[SELECTED TEXT — start]

- Theatrical release poster
- Directed by: Alexander Hall
- Written by: Mary Loos Richard Sale
- Based on: The Awful Truth 1922 play by Arthur Richman
- Produced by: Oscar Saul
- Starring: Jane Wyman Ray Milland Aldo Ray
- Cinematography: Charles Lawton Jr.
- Edited by: Charles Nelson
- Music by: George Duning
- Production company: Columbia Pictures
- Distributed by: Columbia Pictures
- Release date: July 17, 1953;
- Running time: 95 minutes
- Country: United States
- Language: English
- Box office: $1.25 million (US)

= Let's Do It Again (1953 film) =

1953 film by Alexander Hall

Let's Do It Again is a 1953 American Technicolor musical film set in 1950 New York, and released by Columbia Pictures. The film was directed by Alexander Hall and starred Jane Wyman, Ray Milland, Aldo Ray, and Tom Helmore. It is the story of a composer's wife (Wyman) who tries to make him (Milland) jealous, but the ploy backfires and leads to divorce.

[SELECTED TEXT — finish]
[MATERIAL SHOWN — start]

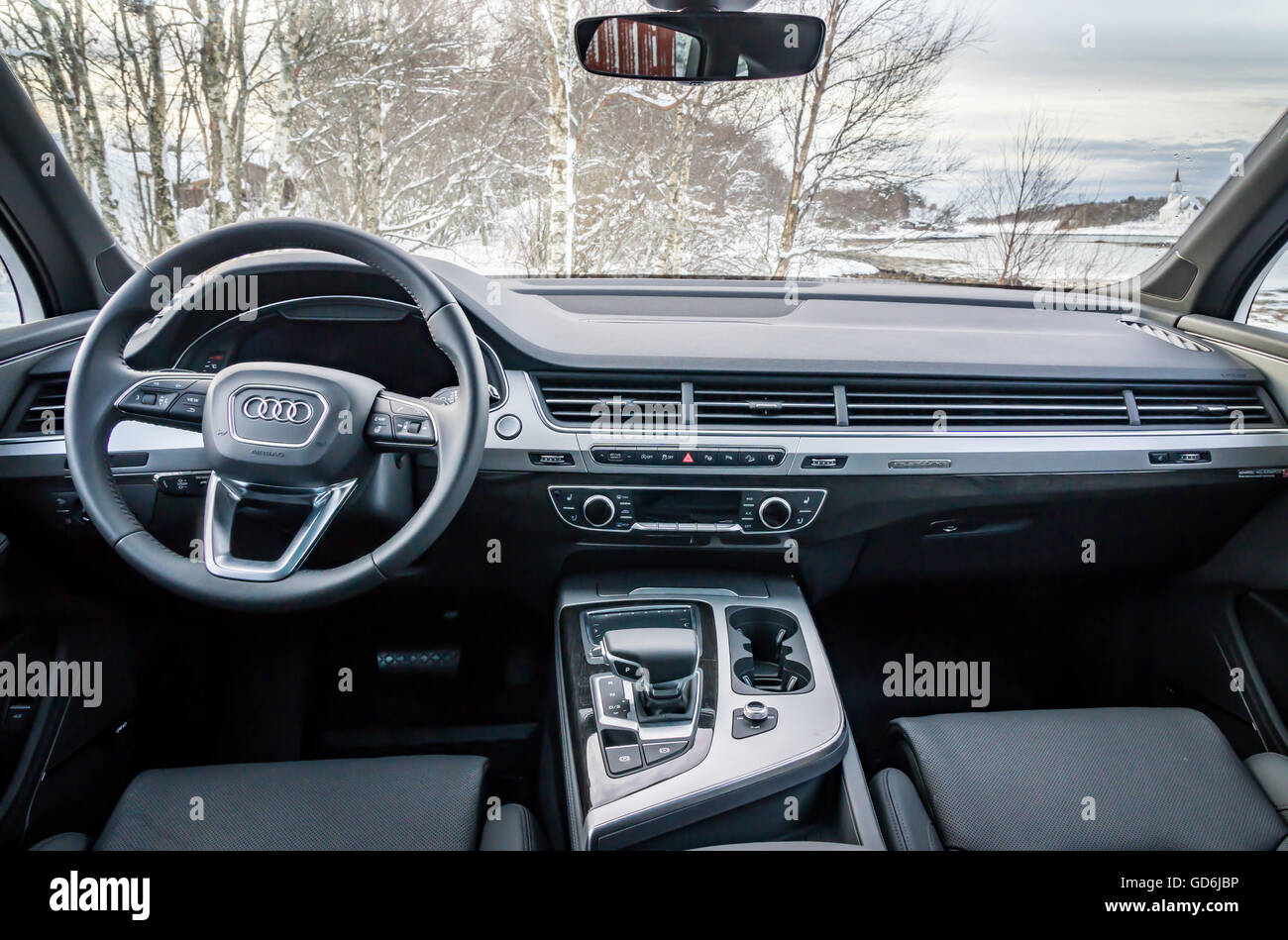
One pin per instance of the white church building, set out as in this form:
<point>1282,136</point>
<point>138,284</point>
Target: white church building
<point>1181,206</point>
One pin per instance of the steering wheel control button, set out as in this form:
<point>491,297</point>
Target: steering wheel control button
<point>745,726</point>
<point>658,751</point>
<point>824,462</point>
<point>623,759</point>
<point>413,430</point>
<point>507,426</point>
<point>189,406</point>
<point>181,484</point>
<point>145,400</point>
<point>167,384</point>
<point>380,426</point>
<point>550,459</point>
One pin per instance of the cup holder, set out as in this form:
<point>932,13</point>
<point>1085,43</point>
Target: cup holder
<point>768,652</point>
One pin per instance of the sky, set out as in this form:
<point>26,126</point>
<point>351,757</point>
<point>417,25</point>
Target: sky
<point>1146,86</point>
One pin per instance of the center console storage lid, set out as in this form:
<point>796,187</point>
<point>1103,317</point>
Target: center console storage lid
<point>655,583</point>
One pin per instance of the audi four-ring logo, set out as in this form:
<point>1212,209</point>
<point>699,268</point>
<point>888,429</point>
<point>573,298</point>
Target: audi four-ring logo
<point>277,410</point>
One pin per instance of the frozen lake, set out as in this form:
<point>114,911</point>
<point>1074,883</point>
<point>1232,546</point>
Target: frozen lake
<point>1081,258</point>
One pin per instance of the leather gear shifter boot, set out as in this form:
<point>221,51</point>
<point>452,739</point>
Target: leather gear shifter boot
<point>661,662</point>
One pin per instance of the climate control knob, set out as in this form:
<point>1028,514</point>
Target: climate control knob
<point>776,513</point>
<point>597,510</point>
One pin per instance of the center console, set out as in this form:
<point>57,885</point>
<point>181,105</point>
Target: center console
<point>699,709</point>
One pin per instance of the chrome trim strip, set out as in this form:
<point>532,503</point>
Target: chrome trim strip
<point>694,434</point>
<point>232,428</point>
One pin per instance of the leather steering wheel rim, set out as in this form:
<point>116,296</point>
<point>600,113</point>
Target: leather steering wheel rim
<point>101,374</point>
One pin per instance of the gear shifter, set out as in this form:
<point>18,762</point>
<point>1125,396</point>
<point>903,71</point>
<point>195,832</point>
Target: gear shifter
<point>661,662</point>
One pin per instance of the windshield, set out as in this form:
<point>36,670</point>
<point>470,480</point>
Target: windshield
<point>1005,143</point>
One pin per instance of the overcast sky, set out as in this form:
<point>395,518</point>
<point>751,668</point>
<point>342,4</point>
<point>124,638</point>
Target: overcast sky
<point>1168,82</point>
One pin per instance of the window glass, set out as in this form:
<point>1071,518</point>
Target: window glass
<point>1270,307</point>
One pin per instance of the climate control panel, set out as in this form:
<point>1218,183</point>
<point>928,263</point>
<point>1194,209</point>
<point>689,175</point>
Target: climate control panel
<point>674,510</point>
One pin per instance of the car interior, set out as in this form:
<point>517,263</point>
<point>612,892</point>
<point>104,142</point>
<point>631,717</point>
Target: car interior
<point>410,557</point>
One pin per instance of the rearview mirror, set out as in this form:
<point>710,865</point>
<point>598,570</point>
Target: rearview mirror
<point>699,47</point>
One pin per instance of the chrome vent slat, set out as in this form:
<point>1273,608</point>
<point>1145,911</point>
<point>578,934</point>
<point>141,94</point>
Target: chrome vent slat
<point>1177,339</point>
<point>979,406</point>
<point>763,404</point>
<point>581,400</point>
<point>913,404</point>
<point>50,397</point>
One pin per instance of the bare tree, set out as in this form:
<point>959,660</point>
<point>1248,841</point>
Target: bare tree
<point>55,34</point>
<point>862,116</point>
<point>1020,197</point>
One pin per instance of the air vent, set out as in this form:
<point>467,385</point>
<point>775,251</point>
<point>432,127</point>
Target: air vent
<point>1176,339</point>
<point>761,403</point>
<point>39,411</point>
<point>583,399</point>
<point>977,406</point>
<point>1198,406</point>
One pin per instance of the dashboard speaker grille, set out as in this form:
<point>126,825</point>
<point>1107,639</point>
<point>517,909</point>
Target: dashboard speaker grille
<point>584,399</point>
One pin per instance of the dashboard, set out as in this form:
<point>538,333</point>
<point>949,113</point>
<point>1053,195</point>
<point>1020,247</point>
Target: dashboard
<point>897,430</point>
<point>381,339</point>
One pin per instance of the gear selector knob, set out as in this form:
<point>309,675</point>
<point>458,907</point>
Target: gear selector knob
<point>652,656</point>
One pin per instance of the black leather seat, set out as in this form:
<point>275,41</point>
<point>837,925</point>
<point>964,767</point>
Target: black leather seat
<point>386,802</point>
<point>1096,778</point>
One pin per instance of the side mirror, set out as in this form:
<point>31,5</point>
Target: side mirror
<point>699,47</point>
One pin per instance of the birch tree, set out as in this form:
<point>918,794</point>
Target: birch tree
<point>862,116</point>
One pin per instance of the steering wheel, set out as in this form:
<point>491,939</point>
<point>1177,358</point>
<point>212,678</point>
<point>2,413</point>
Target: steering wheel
<point>274,433</point>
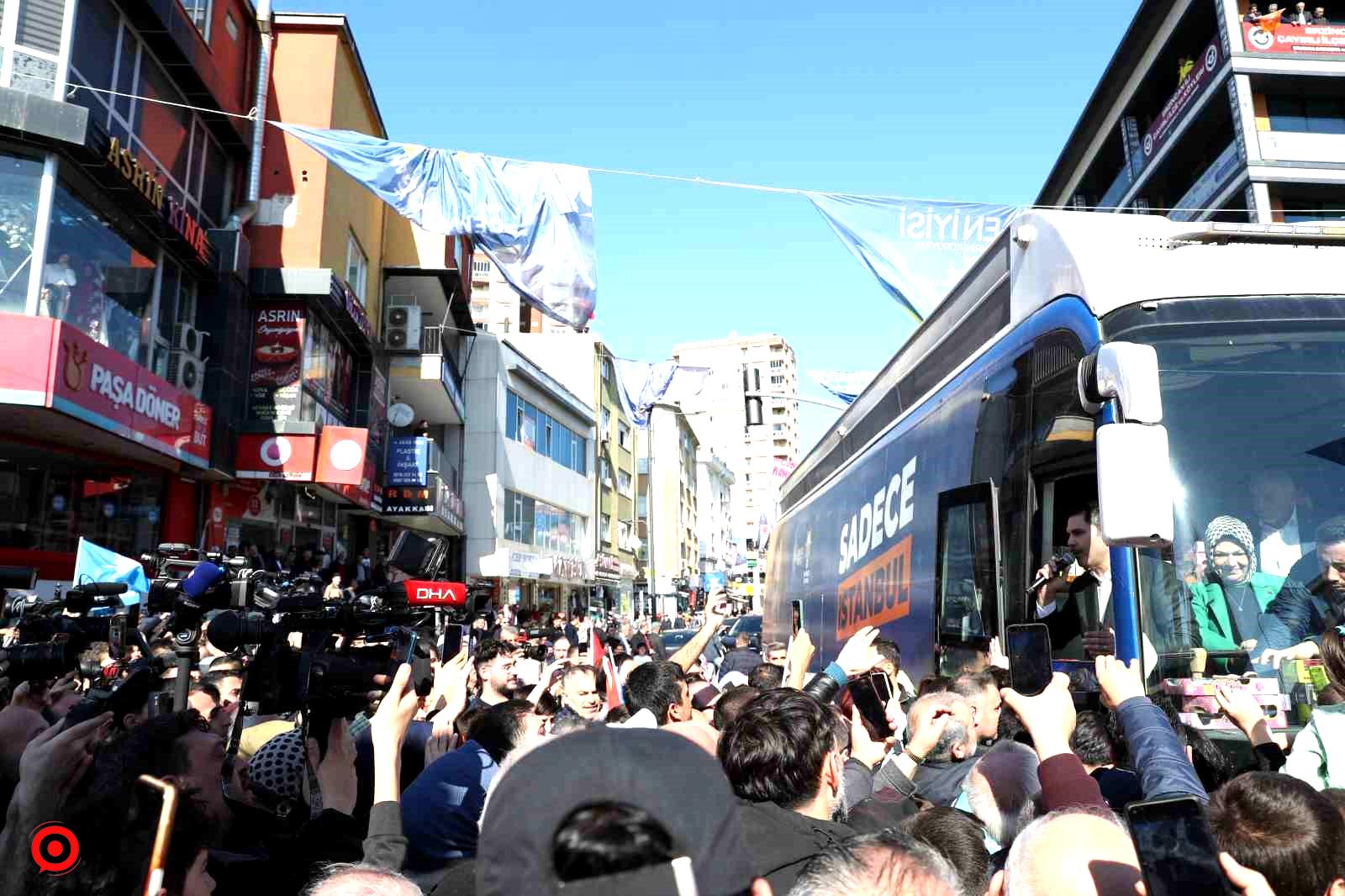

[MATERIAL SHOWN — finish]

== TASK 1 ==
According to the entry on Let's Do It Again, who wrote the music for the film?
== TASK 2 ==
Rewrite the passage of the Let's Do It Again entry between "1953 film by" and "leads to divorce.", inclusive, replacing "Technicolor" with "black-and-white".
== TASK 3 ==
For each statement, say whether it agrees with the Let's Do It Again entry, and quote the words that decide it. (a) The film is set in 1950 New York. (b) The film was distributed by Paramount Pictures. (c) The film runs 110 minutes.

== FINAL ANSWER 1 ==
George Duning

== FINAL ANSWER 2 ==
1953 film by Alexander Hall

Let's Do It Again is a 1953 American black-and-white musical film set in 1950 New York, and released by Columbia Pictures. The film was directed by Alexander Hall and starred Jane Wyman, Ray Milland, Aldo Ray, and Tom Helmore. It is the story of a composer's wife (Wyman) who tries to make him (Milland) jealous, but the ploy backfires and leads to divorce.

== FINAL ANSWER 3 ==
(a) Yes: "set in 1950 New York"
(b) No: "Distributed by: Columbia Pictures"
(c) No: "Running time: 95 minutes"